[Position identification records]
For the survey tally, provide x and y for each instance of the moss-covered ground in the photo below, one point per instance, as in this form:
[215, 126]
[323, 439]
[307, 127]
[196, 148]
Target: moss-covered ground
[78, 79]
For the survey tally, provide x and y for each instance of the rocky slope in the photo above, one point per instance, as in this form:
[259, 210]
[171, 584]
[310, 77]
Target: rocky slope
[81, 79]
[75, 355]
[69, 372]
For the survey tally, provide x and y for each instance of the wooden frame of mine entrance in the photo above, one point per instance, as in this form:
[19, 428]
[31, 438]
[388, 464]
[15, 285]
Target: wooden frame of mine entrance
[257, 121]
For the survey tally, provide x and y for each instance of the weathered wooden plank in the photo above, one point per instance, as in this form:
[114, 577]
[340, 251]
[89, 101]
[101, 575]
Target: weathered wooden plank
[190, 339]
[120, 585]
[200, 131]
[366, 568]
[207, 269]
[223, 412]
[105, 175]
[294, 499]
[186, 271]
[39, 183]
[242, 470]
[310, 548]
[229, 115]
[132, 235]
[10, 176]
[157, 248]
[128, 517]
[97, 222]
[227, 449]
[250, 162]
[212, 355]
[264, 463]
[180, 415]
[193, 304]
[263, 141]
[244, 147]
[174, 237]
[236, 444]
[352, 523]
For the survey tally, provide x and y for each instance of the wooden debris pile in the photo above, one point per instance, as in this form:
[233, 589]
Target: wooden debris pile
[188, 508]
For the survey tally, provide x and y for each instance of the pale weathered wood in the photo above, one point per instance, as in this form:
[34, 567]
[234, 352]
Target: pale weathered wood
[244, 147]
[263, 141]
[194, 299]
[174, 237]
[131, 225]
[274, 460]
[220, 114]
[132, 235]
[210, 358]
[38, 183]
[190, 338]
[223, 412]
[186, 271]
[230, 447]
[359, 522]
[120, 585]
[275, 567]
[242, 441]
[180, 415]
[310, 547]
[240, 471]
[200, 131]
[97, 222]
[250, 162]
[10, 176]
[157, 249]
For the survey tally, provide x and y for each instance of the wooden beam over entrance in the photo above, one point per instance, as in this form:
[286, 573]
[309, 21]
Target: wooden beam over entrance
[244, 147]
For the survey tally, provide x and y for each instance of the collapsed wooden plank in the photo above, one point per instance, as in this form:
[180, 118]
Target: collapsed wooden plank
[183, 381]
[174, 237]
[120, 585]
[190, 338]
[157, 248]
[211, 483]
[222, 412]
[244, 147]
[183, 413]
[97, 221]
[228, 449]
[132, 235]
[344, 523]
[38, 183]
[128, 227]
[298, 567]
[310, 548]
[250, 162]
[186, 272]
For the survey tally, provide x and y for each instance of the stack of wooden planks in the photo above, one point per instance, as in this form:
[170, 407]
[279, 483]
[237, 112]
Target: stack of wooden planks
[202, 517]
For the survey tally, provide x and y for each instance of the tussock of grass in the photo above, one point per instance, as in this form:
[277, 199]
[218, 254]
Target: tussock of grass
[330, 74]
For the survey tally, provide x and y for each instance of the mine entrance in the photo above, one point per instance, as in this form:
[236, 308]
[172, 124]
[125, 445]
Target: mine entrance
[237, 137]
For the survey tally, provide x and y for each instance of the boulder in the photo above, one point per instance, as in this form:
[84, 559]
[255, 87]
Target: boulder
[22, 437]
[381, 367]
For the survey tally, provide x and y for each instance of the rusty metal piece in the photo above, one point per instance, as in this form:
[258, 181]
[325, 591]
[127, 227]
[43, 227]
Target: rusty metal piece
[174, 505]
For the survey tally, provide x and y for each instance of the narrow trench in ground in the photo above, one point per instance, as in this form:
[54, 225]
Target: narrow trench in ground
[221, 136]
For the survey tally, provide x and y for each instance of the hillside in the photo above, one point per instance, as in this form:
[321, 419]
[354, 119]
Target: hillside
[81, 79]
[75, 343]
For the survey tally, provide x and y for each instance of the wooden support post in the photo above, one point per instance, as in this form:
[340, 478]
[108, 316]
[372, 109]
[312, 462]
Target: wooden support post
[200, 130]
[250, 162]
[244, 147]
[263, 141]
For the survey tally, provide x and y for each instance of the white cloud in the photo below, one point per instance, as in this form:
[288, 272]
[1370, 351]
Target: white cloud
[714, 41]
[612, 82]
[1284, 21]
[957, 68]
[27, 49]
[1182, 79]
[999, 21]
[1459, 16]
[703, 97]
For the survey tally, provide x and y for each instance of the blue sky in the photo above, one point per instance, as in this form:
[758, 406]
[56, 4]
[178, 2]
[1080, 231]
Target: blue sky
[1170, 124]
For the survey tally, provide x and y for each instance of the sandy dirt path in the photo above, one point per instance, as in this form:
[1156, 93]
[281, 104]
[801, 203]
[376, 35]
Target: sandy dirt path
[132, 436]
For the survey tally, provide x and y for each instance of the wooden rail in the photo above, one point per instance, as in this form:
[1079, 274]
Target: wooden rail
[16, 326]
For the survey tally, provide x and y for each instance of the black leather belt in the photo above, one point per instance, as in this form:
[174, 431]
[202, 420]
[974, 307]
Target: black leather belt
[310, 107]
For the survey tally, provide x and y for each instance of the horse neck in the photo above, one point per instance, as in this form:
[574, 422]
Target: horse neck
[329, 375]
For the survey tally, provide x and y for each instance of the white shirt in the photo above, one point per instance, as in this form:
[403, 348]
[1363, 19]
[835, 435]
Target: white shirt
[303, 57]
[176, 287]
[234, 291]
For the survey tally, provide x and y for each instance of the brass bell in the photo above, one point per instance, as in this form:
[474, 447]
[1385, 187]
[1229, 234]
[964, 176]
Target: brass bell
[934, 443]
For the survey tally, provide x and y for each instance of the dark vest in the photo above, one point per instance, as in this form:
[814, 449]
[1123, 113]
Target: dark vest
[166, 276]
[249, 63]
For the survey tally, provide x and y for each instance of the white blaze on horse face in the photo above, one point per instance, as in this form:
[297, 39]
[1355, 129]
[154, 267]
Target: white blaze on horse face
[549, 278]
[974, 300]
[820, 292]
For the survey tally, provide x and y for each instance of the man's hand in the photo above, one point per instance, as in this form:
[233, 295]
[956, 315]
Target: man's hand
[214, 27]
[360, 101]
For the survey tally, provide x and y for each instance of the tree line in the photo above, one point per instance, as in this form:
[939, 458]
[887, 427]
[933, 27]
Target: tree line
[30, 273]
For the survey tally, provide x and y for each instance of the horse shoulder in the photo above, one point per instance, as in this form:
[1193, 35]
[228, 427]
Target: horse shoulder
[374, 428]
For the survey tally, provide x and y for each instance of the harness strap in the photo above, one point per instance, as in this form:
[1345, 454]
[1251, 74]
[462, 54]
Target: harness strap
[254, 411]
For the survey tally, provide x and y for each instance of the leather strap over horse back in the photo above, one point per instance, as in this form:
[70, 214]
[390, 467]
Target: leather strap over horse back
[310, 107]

> _WHAT YOU ARE ASKED TO DO_
Starting with the line that contains "the horse shoulder", return each line through the last one of the data above, exactly as written and nothing more.

> _SOLVED EXERCISE_
For the survey tally, provide x and y for each instance of the horse shoulder in the photo above, one point per instance, as in this form:
[1193, 35]
[228, 427]
Target: horse shoulder
[374, 428]
For the survey tally, provide x and y for each instance of the harness strap in the photo above, one point per instance, as in this form:
[1345, 454]
[1251, 74]
[462, 54]
Target: harness strap
[254, 411]
For the survey tally, provide x and y for each instance of the leather strap over horse back in the photo above, one point per instance, as in this form:
[70, 214]
[390, 467]
Target: leather strap over horse back
[310, 107]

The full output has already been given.